··· Texto fuente ···

Al filo de la zona construida, allá donde el fértil valle termina y comienza el árido desierto, surgen unas grandes pirámides del suelo desértico, unas frente a otras, a ambos lados del río Moche. Se hicieron con ladrillos de barro cocido al sol, recordando a exploradores como V. W. von Hagen (Highway of the Sun y otros libros) los altos zigurats de Mesopotamia, que también se construyeron con ladrillos de barro y, al igual que los de las riberas del Moche, con una ligera forma convexa.

Los cuatro siglos de expansión chimú, más o menos entre el 1000 y el 1400 d.C, fueron también tiempos de desarrollo de la orfebrería, hasta un punto nunca alcanzado por los incas. Los conquistadores españoles describieron con términos superlativos las riquezas de oro de lo que habían sido, de hecho, centros chimú (aunque bajo el gobierno inca); el recinto de oro de una ciudad llamada Tumbes, en donde se habían hecho imitaciones de oro tanto de plantas como de animales, parece que fue el modelo que siguieron los incas al diseñar el recinto de oro del santuario principal en Cuzco.

···

**Tarea propuesta 1**
Convierte en una lista JSON de cadenas las líneas de los registros, desde la que contiene "Where can the night" hasta la que contiene "pixel 144 594", ambas incluidas. Usa una cadena por línea y omite las líneas en blanco.

··· Datos proporcionados ···

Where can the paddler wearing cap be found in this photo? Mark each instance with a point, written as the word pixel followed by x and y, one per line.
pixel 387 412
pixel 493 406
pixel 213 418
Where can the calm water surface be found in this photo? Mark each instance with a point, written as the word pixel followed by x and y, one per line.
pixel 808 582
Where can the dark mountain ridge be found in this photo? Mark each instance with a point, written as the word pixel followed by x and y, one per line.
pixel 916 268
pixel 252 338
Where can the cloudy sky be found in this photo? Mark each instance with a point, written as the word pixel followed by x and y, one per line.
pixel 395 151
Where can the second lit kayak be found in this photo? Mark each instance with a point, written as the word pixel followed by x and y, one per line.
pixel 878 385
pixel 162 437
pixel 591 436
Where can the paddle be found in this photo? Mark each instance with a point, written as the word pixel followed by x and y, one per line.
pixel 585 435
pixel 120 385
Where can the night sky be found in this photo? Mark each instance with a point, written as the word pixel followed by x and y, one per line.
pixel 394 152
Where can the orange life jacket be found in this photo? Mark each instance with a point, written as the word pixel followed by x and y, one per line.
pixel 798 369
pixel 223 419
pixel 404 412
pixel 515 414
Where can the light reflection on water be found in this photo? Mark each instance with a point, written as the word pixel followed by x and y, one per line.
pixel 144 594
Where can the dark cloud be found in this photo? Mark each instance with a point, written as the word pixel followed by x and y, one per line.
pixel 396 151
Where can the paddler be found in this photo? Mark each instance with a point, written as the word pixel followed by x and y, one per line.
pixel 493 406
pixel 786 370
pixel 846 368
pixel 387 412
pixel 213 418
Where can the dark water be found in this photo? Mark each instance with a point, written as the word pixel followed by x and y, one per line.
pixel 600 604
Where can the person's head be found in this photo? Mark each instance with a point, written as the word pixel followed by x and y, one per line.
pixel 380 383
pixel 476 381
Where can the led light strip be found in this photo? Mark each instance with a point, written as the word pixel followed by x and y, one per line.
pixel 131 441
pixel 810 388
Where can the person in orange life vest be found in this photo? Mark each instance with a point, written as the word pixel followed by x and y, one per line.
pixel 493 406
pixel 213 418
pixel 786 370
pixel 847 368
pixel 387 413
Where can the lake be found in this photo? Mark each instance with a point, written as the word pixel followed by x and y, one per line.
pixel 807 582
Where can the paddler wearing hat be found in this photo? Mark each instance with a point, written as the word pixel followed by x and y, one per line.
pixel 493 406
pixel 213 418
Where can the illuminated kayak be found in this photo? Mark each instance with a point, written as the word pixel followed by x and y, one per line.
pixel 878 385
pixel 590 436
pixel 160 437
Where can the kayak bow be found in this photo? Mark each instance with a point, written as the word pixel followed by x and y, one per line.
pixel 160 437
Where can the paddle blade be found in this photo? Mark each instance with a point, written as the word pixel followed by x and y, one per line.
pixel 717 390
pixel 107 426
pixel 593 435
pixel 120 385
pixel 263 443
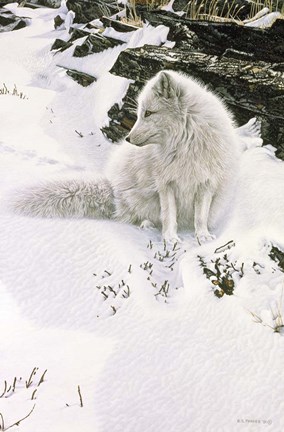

···

**Tarea propuesta 2**
Prosigue el texto sobre la civilización chimú a partir del punto en que termina.

**Resultado obtenido 1**
[
  "Where can the night sky be found in this photo? Mark each instance with a point, written as the word pixel followed by x and y, one per line.",
  "pixel 394 152",
  "Where can the orange life jacket be found in this photo? Mark each instance with a point, written as the word pixel followed by x and y, one per line.",
  "pixel 798 369",
  "pixel 223 419",
  "pixel 404 412",
  "pixel 515 414",
  "Where can the light reflection on water be found in this photo? Mark each instance with a point, written as the word pixel followed by x and y, one per line.",
  "pixel 144 594"
]

**Resultado obtenido 2**
 

En las inmediaciones de otra ciudad, Tucume, se encontró la mayor parte de los objetos de oro que se encontraron en Perú en los siglos que siguieron a la Conquista (objetos que estaban enterrados en las tumbas, junto con los muertos). De hecho, la cantidad de oro que poseían los chimús asombró a los propios incas cuando invadieron sus dominios costeros. Aquellas legendarias riquezas, y los descubrimientos reales posteriores, aún desconciertan a los expertos; pues las fuentes de oro de Perú no se encuentran en las regiones costeras, sino en las tierras altas.

La cultura-estado chimú fue, a su vez, la sucesora de otras culturas o sociedades organizadas anteriores. Pero, como en el caso de los chimús, nadie sabe cómo se llamaban a sí mismos aquellos pueblos; los nombres que se les aplican en la actualidad son, realmente, los nombres de los lugares arqueológicos en los que estas sociedades y sus culturas tuvieron su centro.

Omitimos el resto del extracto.